Stored entries:
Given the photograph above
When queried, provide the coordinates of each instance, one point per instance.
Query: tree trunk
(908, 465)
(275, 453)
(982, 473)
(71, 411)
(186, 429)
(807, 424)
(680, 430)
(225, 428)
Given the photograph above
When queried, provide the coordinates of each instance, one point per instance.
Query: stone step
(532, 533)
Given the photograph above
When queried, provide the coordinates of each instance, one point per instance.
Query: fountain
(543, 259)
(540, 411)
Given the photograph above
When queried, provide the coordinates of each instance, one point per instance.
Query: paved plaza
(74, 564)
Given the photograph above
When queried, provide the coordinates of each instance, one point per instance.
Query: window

— WHAT TO PRODUCE —
Please give all the lines above again, exactly as they read.

— ANSWER TO THIS TASK —
Given the photograph above
When queried, provide the coordinates of each instance, one point per instance.
Query: tree trunk
(908, 465)
(275, 453)
(982, 473)
(71, 411)
(186, 429)
(807, 424)
(680, 430)
(225, 428)
Given the photograph above
When queried, provide the coordinates of each instance, one point per instance.
Query: stone step
(532, 533)
Given the photograph above
When queried, provide the coordinates of each instance, one point per instance.
Query: fountain
(543, 259)
(540, 411)
Given the photograph above
When queried, provide the coordinates of each instance, one point per instance.
Query: paved plaza
(74, 564)
Given the photograph above
When queried, provide the coordinates of each instance, one point per instance.
Query: window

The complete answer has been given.